──────── TEKSTFRAGMENT
Anton Pieck: een vriend van Vlaanderen
Door K. Van Camp uit De Bond van 12/02/1988
Anton Pieck is in de Lage Landen en wellicht ook voor sommigen daarbuiten een populaire kunstenaar. Zijn kalenders, wenskaarten, aankondigingskaarten zijn ruim verspreid en in elk Vlaams gezin is er ongetwijfeld ooit wel één, indien niet talrijke van zijn tekeningen in huis gekomen. Hij is bekend ook door de Efteling, het sprookjespark in Kaatsheuvel, dat door hem ontworpen is. Wie is deze man en doet de populariteit die hij heeft als illustrator van boeken en tekenaar van prentjes en kalenders wel recht aan zijn kunnen ? Neen, zeggen de mensen van de (Vlaamse) vereniging «De Vrienden van Anton Pieck», die met studies, tentoonstellingen en publicaties Anton Pieck ook postuum meer bekend willen maken. Meteen willen ze ook grafisch werk bevorderen, dat de academische, figuratieve en ambachtelijke aanpak voorstaat, zoals ook Pieck zijn kunst zag.
Anton Pieck werd in 1895 in den Helder geboren. Al op zesjarige leeftijd krijgt hij samen met zijn tweelingbroer Henri tekenles bij een plaatselijke kunstenaar. Op tienjarige leeftijd wint hij voor de eerste maal een tekenwedstrijd. In 1917 ontmoet hij Felix Timmermans, die toen als vluchteling in Nederland verbleef. In 1920 wordt hij tekenleraar in Bloemendaal en in 1921 verzorgt hij een illustratie van Timmermans' Pallieter. Hij komt veel naar Vlaanderen en werkt er ook. Hij krijgt dan ook eerst de zilveren, later de gouden Rockox-penning als «Vriend van Vlaanderen». Dat is omstreeks de tijd dat in Kaatsheuvel de Efteling wordt geopend.
Erkenning krijgt hij ook door de toekenning van de ridderorde van Oranje Nassau, later wordt hij ook officier in de orde benoemd. In 1983 wordt er een bronzen afbeelding van hem onthuld in het park van zijn woonplaats en in 1984 wordt in Hattem een Anton Pieckmuseum geopend. Op 24 november 1987 overlijdt Anton Pieck op 92-jarige leeftijd.
Behalve dat eerbetoon tijdens zijn leven is er dus in Vlaanderen een vereniging die zich aan de studie van Piecks werk wijdt, de «Vrienden van Anton Pieck», met als contactadres Christl Crokaerts, Korenstraat, 10 in Nijlen. Met haar en met haar man gingen we praten over de «Vrienden» en over Anton Pieck, «vriend van Vlaanderen».
────────────────
──────── AANGELEVERDE GEGEVENS
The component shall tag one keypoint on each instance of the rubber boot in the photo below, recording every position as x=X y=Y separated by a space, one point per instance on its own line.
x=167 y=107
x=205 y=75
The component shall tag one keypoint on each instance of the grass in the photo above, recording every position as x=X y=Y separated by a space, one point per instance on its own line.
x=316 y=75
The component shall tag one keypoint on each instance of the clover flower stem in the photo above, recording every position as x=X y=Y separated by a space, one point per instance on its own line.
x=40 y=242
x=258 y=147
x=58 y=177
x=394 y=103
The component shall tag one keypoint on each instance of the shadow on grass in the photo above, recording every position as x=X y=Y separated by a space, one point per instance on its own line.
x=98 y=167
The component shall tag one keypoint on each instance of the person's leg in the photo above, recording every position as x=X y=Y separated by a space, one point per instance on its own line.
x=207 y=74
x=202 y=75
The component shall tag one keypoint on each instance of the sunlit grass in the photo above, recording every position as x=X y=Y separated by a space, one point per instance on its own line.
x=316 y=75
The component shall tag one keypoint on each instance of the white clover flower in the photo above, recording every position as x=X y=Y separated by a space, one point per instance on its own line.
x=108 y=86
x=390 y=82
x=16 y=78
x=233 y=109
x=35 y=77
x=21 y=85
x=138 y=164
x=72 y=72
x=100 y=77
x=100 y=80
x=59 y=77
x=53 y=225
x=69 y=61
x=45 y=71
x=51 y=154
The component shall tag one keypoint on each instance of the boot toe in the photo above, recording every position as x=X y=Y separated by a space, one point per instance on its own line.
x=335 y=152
────────────────
──────── AANGELEVERDE GEGEVENS
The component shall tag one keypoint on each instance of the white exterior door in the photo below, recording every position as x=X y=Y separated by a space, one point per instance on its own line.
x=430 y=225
────────────────
──────── AANGELEVERDE GEGEVENS
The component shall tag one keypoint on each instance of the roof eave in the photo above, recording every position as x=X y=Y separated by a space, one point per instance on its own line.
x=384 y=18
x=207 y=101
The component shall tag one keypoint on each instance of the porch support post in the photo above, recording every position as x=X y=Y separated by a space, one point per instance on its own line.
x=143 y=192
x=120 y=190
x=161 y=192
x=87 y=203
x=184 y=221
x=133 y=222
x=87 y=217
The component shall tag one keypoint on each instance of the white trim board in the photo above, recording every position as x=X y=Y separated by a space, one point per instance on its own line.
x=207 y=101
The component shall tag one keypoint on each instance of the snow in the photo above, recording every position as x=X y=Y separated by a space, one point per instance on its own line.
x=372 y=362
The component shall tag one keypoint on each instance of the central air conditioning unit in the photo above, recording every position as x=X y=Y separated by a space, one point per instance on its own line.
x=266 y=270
────────────────
__UIT TE VOEREN__:
a - Haal uit de tekst over Anton Pieck het stuk dat begint bij "Anton Pieck werd" en eindigt bij "Efteling wordt geopend.".
b - Beantwoord op basis van de tekst over Anton Pieck de volgende vragen:
(i) In welk jaar en in welke plaats werd Anton Pieck geboren?
(ii) Welk sprookjespark heeft hij ontworpen, en waar ligt het?
(iii) In welke plaats werd in 1984 een Anton Pieckmuseum geopend?

__OPLOSSINGEN__:
a -
Anton Pieck werd in 1895 in den Helder geboren. Al op zesjarige leeftijd krijgt hij samen met zijn tweelingbroer Henri tekenles bij een plaatselijke kunstenaar. Op tienjarige leeftijd wint hij voor de eerste maal een tekenwedstrijd. In 1917 ontmoet hij Felix Timmermans, die toen als vluchteling in Nederland verbleef. In 1920 wordt hij tekenleraar in Bloemendaal en in 1921 verzorgt hij een illustratie van Timmermans' Pallieter. Hij komt veel naar Vlaanderen en werkt er ook. Hij krijgt dan ook eerst de zilveren, later de gouden Rockox-penning als «Vriend van Vlaanderen». Dat is omstreeks de tijd dat in Kaatsheuvel de Efteling wordt geopend.

b -
(i) In 1895, in den Helder.
(ii) De Efteling, in Kaatsheuvel.
(iii) In Hattem.